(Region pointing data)
=======

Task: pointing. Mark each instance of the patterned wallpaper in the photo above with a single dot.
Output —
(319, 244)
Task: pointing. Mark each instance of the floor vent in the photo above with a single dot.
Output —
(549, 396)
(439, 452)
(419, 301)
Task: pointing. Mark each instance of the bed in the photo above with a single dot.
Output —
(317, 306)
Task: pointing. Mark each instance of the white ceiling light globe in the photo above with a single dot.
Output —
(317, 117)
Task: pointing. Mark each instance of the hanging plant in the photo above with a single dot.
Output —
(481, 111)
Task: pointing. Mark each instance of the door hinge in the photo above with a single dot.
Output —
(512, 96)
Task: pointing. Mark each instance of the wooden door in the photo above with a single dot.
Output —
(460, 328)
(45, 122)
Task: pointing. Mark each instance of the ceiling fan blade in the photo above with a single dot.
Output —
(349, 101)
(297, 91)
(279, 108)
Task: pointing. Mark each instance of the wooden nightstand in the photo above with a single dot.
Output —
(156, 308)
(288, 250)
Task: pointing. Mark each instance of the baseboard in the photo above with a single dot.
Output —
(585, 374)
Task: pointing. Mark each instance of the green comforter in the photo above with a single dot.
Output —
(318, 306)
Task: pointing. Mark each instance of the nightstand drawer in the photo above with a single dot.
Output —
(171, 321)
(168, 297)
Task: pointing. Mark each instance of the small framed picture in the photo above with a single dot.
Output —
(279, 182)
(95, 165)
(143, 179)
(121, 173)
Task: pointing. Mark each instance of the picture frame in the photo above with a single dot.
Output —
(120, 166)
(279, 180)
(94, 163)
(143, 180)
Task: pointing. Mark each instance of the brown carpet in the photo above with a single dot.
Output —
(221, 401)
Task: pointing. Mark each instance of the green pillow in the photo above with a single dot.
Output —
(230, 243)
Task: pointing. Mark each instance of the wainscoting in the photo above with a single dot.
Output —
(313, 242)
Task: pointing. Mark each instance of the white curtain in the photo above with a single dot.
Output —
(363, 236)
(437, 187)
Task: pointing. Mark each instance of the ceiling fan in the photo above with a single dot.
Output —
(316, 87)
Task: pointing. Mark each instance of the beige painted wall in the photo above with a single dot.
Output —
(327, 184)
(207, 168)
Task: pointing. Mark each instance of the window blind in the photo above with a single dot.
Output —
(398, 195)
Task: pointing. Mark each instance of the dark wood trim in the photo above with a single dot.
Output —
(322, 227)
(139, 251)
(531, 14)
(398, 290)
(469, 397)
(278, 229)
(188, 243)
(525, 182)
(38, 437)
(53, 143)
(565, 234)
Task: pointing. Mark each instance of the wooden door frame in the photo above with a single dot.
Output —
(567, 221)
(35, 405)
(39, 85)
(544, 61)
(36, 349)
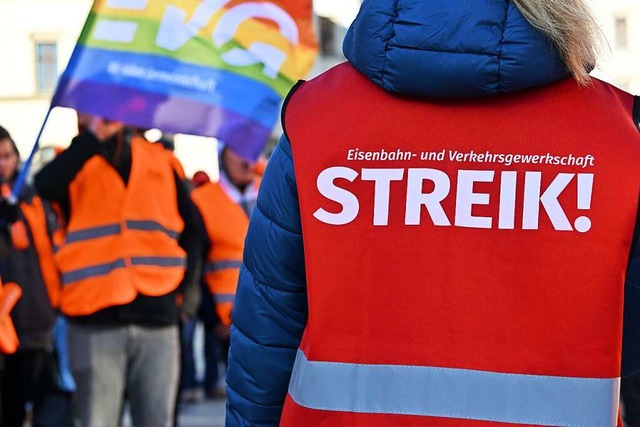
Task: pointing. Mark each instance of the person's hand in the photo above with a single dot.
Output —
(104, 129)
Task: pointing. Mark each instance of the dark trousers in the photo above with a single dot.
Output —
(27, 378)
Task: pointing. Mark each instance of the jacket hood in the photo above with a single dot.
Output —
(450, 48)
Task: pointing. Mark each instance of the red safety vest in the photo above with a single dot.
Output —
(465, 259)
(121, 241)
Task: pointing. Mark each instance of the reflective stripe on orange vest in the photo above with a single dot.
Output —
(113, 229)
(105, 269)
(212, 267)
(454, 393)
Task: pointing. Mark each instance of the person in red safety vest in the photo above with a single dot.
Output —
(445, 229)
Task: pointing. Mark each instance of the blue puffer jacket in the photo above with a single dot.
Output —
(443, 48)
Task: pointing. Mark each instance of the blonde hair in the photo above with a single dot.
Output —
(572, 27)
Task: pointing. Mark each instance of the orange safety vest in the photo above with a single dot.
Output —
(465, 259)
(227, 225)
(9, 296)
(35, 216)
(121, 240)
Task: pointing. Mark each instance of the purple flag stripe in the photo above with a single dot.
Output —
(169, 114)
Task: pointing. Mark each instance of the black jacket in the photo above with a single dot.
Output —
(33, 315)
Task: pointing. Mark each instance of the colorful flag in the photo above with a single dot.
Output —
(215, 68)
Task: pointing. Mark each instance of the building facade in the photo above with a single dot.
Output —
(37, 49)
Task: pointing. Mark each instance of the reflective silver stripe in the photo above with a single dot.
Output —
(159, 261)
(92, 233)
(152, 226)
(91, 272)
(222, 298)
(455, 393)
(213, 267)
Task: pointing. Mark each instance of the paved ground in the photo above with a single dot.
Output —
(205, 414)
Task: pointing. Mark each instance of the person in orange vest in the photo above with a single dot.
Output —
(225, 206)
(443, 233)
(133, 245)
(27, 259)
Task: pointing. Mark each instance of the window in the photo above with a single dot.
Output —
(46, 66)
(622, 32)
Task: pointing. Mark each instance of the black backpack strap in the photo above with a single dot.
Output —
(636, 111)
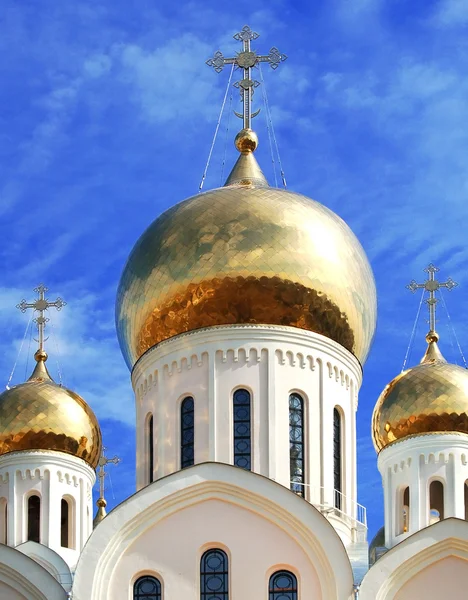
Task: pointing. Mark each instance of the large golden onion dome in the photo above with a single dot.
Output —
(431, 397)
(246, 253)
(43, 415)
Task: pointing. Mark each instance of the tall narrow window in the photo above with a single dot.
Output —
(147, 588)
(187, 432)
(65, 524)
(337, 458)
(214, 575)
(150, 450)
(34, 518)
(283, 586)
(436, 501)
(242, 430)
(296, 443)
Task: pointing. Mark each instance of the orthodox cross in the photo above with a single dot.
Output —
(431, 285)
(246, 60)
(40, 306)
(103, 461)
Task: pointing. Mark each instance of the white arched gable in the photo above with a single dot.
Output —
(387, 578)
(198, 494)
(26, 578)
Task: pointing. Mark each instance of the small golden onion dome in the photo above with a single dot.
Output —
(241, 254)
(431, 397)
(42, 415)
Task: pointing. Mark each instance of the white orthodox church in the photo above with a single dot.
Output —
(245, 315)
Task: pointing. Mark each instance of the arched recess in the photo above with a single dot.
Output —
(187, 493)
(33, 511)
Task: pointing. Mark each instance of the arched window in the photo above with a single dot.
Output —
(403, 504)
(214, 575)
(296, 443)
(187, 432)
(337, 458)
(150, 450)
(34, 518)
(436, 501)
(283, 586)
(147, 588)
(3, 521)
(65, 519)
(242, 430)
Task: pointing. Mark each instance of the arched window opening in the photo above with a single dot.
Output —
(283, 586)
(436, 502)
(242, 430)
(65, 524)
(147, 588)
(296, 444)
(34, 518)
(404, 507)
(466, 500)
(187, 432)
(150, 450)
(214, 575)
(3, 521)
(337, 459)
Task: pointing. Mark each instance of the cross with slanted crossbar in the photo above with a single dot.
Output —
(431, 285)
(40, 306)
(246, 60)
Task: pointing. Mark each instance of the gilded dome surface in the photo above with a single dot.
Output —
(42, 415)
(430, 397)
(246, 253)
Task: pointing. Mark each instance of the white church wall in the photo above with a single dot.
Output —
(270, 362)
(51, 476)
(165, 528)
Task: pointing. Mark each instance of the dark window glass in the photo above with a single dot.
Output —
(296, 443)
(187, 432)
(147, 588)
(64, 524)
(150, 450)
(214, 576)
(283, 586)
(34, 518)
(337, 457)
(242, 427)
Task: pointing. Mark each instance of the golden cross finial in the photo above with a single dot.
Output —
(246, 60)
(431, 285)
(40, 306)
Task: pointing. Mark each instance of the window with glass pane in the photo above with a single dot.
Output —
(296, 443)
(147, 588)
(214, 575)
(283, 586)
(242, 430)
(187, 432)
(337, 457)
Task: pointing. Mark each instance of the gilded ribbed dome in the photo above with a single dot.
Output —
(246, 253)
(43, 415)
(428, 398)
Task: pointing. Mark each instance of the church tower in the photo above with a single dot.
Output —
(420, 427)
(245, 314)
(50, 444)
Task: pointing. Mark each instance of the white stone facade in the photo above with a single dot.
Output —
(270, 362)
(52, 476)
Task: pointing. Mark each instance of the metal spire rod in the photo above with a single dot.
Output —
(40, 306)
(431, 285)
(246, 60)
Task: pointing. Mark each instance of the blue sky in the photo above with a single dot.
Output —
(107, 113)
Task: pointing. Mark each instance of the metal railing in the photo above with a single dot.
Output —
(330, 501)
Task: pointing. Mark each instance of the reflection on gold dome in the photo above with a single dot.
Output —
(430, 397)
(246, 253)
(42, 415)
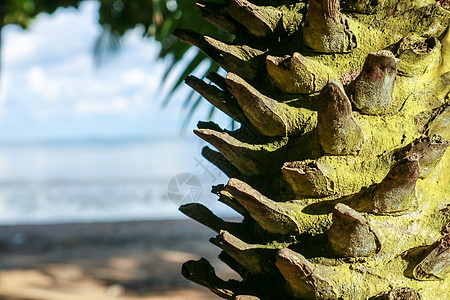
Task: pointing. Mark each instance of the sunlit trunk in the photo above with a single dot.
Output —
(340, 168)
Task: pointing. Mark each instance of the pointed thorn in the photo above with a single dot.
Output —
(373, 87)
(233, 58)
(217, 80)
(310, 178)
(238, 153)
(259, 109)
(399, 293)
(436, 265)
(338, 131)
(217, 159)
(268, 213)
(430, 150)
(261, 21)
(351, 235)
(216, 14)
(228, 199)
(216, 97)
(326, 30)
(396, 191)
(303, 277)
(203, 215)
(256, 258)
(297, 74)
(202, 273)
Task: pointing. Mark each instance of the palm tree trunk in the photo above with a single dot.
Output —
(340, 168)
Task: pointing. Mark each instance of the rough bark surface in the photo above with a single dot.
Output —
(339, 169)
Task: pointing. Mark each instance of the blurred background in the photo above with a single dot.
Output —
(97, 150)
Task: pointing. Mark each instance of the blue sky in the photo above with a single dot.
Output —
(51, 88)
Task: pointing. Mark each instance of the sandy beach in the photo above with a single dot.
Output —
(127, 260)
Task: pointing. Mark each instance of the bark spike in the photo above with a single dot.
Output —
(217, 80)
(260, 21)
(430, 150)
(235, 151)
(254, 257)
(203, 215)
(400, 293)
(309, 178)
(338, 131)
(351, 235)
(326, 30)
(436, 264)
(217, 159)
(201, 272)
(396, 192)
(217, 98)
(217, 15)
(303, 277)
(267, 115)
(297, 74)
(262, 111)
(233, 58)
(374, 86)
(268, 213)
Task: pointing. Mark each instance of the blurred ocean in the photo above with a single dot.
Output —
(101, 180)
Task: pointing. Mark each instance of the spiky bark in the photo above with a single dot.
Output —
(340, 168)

=======

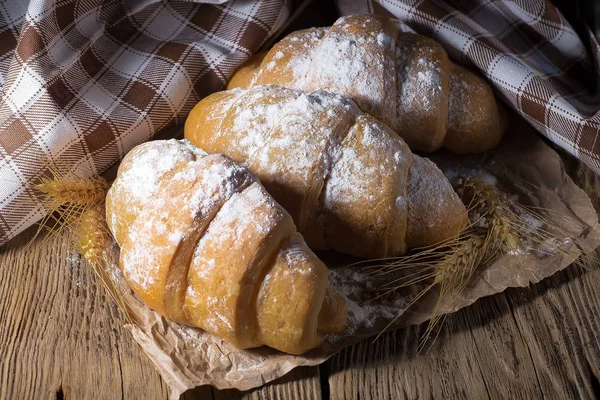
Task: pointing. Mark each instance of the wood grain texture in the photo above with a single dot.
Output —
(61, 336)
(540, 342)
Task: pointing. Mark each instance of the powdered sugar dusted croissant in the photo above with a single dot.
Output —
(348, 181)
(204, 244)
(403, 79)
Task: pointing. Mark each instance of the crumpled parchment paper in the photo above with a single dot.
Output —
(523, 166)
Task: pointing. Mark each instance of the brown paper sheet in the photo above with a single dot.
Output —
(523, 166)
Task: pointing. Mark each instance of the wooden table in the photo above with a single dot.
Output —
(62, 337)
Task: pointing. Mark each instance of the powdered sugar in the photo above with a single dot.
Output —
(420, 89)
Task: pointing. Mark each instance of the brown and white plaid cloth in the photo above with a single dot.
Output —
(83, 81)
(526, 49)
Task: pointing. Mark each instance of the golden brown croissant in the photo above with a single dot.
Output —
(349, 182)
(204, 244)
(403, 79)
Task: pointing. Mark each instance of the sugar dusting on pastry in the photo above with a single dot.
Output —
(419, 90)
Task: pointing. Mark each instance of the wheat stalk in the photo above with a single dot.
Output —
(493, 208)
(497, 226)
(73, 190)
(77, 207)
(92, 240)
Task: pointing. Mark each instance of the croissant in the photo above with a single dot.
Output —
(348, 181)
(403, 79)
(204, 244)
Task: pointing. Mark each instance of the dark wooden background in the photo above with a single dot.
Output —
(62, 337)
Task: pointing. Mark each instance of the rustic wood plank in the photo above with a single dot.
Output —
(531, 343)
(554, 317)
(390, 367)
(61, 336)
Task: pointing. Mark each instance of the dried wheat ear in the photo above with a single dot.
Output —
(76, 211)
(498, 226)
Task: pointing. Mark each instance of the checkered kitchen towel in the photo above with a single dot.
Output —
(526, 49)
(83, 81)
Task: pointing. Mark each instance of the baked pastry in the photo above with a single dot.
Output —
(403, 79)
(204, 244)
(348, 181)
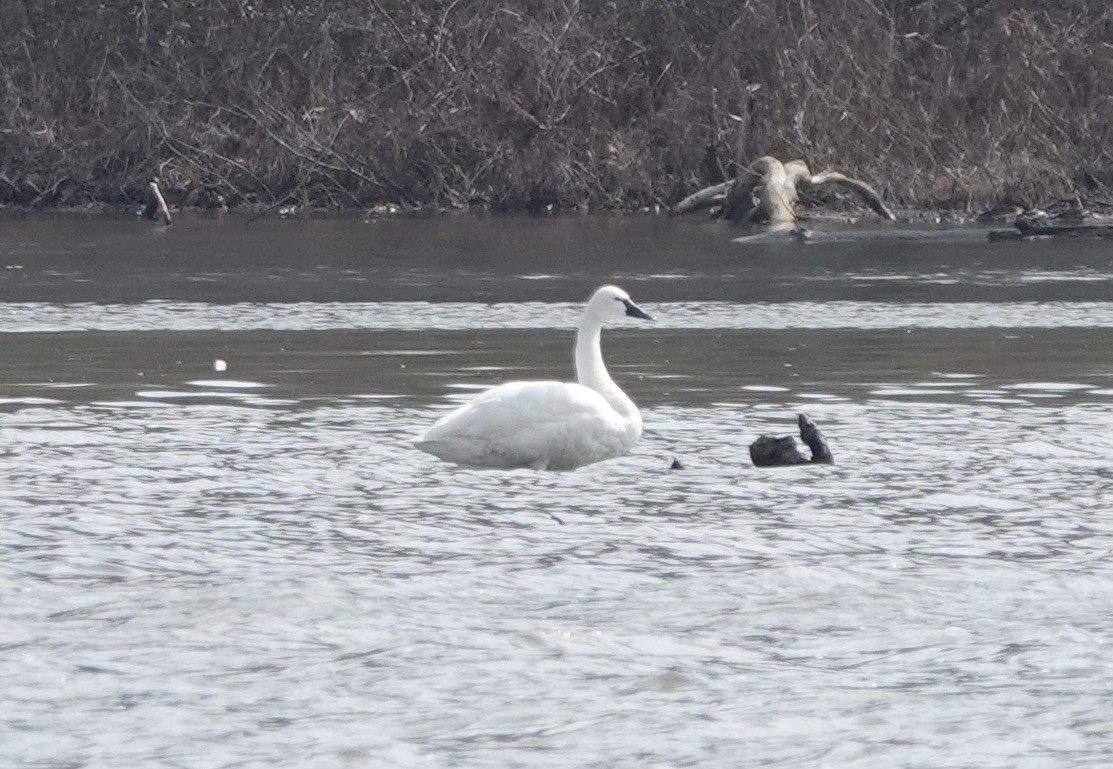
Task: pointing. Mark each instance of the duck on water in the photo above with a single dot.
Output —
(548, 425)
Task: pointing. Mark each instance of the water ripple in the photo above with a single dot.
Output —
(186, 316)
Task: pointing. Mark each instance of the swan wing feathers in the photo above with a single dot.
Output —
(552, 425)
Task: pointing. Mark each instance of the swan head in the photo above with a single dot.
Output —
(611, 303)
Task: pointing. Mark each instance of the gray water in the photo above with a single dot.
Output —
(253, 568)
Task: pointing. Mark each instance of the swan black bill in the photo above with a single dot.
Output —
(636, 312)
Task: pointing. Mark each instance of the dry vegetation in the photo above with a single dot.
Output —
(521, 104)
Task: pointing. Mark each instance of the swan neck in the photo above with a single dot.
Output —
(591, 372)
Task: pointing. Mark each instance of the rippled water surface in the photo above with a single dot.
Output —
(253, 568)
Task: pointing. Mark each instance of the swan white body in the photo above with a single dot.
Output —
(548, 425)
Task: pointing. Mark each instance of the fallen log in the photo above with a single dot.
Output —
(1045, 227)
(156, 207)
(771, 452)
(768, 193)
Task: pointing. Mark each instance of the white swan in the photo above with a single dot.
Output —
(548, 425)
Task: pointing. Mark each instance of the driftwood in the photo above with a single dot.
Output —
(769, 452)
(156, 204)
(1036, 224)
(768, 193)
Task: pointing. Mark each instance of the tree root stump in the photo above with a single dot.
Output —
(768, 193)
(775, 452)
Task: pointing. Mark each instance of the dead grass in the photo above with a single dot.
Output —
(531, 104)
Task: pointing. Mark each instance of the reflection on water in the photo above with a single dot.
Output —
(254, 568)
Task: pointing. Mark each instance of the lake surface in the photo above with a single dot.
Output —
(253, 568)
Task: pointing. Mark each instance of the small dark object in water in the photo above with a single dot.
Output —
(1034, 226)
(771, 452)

=======

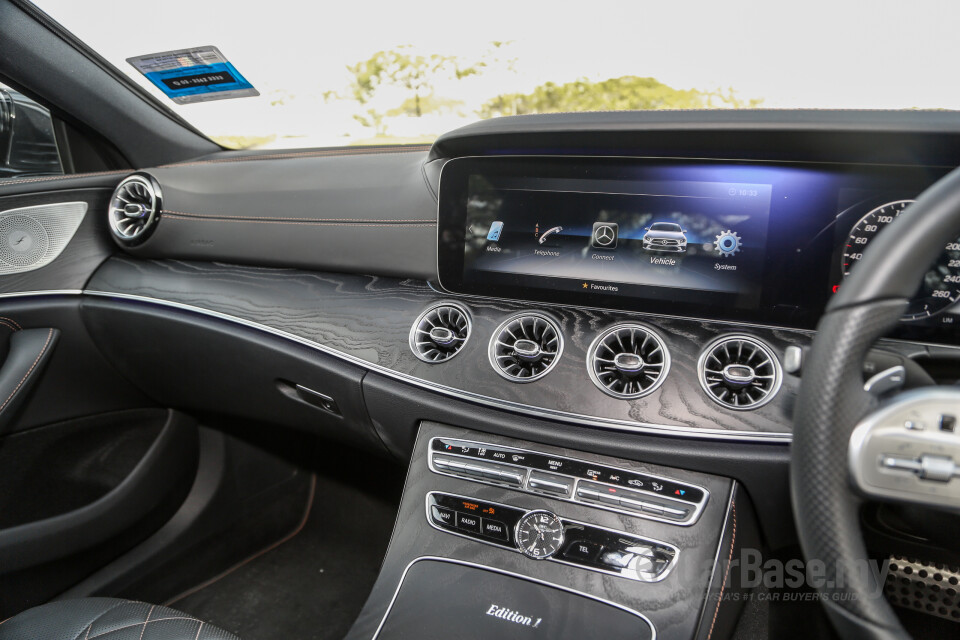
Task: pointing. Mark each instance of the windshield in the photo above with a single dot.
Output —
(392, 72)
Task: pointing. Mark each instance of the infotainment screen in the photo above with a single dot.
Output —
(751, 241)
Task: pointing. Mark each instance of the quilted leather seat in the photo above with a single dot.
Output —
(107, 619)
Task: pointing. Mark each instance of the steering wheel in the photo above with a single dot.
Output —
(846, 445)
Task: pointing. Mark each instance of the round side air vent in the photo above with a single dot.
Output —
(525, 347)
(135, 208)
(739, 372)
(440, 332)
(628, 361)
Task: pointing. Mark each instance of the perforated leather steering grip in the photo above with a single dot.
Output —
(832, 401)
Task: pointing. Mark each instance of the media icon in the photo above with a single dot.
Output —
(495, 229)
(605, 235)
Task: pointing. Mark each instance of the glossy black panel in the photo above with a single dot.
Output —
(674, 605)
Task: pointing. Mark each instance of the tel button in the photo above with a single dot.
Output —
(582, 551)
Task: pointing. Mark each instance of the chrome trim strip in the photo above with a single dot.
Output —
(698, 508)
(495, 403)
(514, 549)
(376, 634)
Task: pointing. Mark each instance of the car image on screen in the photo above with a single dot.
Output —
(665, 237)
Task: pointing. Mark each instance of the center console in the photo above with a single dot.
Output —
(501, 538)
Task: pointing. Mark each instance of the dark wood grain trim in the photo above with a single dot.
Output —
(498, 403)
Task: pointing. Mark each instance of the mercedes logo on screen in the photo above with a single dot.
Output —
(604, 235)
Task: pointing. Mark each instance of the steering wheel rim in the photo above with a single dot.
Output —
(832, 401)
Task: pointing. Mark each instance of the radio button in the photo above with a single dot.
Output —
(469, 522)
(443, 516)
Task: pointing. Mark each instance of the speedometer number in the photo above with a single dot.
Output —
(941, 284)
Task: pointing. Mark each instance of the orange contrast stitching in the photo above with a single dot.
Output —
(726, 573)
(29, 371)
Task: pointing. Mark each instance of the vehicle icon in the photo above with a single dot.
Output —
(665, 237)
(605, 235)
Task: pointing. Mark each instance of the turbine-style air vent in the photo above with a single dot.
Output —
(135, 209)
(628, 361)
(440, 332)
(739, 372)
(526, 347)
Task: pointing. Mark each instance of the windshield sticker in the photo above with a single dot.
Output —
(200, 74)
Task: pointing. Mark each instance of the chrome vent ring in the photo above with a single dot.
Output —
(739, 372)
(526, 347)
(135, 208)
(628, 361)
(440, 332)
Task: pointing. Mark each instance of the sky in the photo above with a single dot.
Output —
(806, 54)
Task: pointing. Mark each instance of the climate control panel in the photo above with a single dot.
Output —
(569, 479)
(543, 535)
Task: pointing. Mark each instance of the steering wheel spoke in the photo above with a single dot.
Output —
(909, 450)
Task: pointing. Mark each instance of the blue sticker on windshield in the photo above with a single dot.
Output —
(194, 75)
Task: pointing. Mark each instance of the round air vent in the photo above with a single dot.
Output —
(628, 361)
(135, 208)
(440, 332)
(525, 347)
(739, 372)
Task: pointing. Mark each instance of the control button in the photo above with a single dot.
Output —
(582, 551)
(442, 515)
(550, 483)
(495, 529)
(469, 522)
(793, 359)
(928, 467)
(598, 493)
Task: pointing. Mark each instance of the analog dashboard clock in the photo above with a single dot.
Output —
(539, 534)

=======

Go through the records above and return every line that holds the string "vest".

Task: pointing. Mark each instance of the red safety vest in the photo above with a single dot.
Task: pointing. Mark each instance of the reflective stripe on orange vest in the photo above with a single dot.
Task: pointing. Mark each instance of the person in red safety vest in the photo above with a single dot.
Task: pointing. Mark each instance of the orange safety vest in the photo above with a single dot.
Task: pointing. Mark each instance of the person in orange vest in the photo above with a single dot.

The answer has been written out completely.